Dataset entries
►

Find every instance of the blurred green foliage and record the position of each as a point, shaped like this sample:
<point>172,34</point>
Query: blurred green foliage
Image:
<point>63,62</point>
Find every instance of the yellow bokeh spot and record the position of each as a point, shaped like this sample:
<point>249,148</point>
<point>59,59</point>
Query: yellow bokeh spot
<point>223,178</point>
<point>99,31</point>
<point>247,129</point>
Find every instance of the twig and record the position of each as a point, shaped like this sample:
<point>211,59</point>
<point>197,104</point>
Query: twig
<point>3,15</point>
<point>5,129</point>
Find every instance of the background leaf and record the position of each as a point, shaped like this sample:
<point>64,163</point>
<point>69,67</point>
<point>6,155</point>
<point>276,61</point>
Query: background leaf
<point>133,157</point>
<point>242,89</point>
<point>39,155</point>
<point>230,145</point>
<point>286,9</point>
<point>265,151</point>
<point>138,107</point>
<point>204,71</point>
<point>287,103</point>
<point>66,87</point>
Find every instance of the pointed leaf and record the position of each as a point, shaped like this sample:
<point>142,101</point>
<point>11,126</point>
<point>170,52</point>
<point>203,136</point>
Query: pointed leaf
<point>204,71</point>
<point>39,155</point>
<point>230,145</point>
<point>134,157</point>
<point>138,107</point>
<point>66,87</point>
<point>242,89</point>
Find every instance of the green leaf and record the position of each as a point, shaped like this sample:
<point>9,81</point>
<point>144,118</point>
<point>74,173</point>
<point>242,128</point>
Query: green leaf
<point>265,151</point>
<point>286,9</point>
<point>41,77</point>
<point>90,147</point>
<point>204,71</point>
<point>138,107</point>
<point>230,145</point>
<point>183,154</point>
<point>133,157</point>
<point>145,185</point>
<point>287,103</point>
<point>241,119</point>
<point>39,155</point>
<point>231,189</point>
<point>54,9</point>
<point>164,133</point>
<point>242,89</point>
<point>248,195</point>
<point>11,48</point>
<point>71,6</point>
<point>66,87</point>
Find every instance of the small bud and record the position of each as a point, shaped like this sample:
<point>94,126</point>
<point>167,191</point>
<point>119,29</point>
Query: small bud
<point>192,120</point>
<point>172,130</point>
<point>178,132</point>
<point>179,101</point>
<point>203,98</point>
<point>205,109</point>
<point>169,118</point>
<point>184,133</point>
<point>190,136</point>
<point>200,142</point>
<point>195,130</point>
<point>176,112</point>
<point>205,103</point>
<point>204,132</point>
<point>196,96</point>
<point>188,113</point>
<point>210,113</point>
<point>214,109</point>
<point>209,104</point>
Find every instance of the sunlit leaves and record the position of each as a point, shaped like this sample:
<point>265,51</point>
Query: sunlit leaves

◄

▸ **AIM OF THE EXERCISE**: Render every one of the entries above as a numbered list, omitting any blank lines.

▸ **WORKED ANSWER**:
1. Find every instance of the blurred green foliage and record the position of each as a point, shaped like this sample:
2. <point>172,34</point>
3. Query: blurred green foliage
4. Image:
5. <point>63,62</point>
6. Find every instance of the yellow bokeh spot and record the position of each as a point, shaped like this sample:
7. <point>249,148</point>
8. <point>59,59</point>
9. Query: yellow bokeh spot
10. <point>223,178</point>
11. <point>99,31</point>
12. <point>247,129</point>
13. Find every instance of the twig and record the position of each as a point, shaped like this sample:
14. <point>211,59</point>
15. <point>197,104</point>
16. Query: twig
17. <point>3,15</point>
18. <point>5,129</point>
19. Find every instance of the background leaf and record the position of each as a point, shaped like this sample:
20. <point>64,163</point>
21. <point>69,67</point>
22. <point>6,155</point>
23. <point>276,61</point>
24. Query: background leaf
25. <point>133,157</point>
26. <point>242,89</point>
27. <point>39,155</point>
28. <point>230,145</point>
29. <point>286,9</point>
30. <point>265,151</point>
31. <point>138,107</point>
32. <point>204,71</point>
33. <point>287,103</point>
34. <point>66,87</point>
35. Find every instance of the pointed leaf and record the position of each as a point, shaped like this sample:
36. <point>142,101</point>
37. <point>11,126</point>
38. <point>170,52</point>
39. <point>203,136</point>
40. Query: pointed leaf
41. <point>204,71</point>
42. <point>39,155</point>
43. <point>230,145</point>
44. <point>134,157</point>
45. <point>138,107</point>
46. <point>66,87</point>
47. <point>242,89</point>
48. Find every instance of the green leaf and record the position of each as a point, shaped like this sample:
49. <point>9,81</point>
50. <point>144,118</point>
51. <point>74,173</point>
52. <point>242,128</point>
53. Query: green leaf
54. <point>265,151</point>
55. <point>286,9</point>
56. <point>41,77</point>
57. <point>90,147</point>
58. <point>204,71</point>
59. <point>138,107</point>
60. <point>230,145</point>
61. <point>183,154</point>
62. <point>133,157</point>
63. <point>145,185</point>
64. <point>287,103</point>
65. <point>241,119</point>
66. <point>39,155</point>
67. <point>231,189</point>
68. <point>54,9</point>
69. <point>164,133</point>
70. <point>242,89</point>
71. <point>248,195</point>
72. <point>11,48</point>
73. <point>71,6</point>
74. <point>66,87</point>
75. Find every instance of the small bud and record the position of each as a point, shaped like this sample:
76. <point>94,126</point>
77. <point>167,191</point>
78. <point>119,29</point>
79. Query: small bud
80. <point>192,120</point>
81. <point>172,130</point>
82. <point>178,132</point>
83. <point>179,101</point>
84. <point>203,98</point>
85. <point>205,109</point>
86. <point>169,118</point>
87. <point>184,133</point>
88. <point>190,136</point>
89. <point>200,142</point>
90. <point>195,130</point>
91. <point>176,112</point>
92. <point>205,103</point>
93. <point>204,132</point>
94. <point>196,96</point>
95. <point>188,113</point>
96. <point>210,113</point>
97. <point>214,109</point>
98. <point>209,104</point>
99. Find every instance of the sunlit leaves and record the position of each as a point, shaped like this sample:
100. <point>265,51</point>
101. Query: sunlit leaves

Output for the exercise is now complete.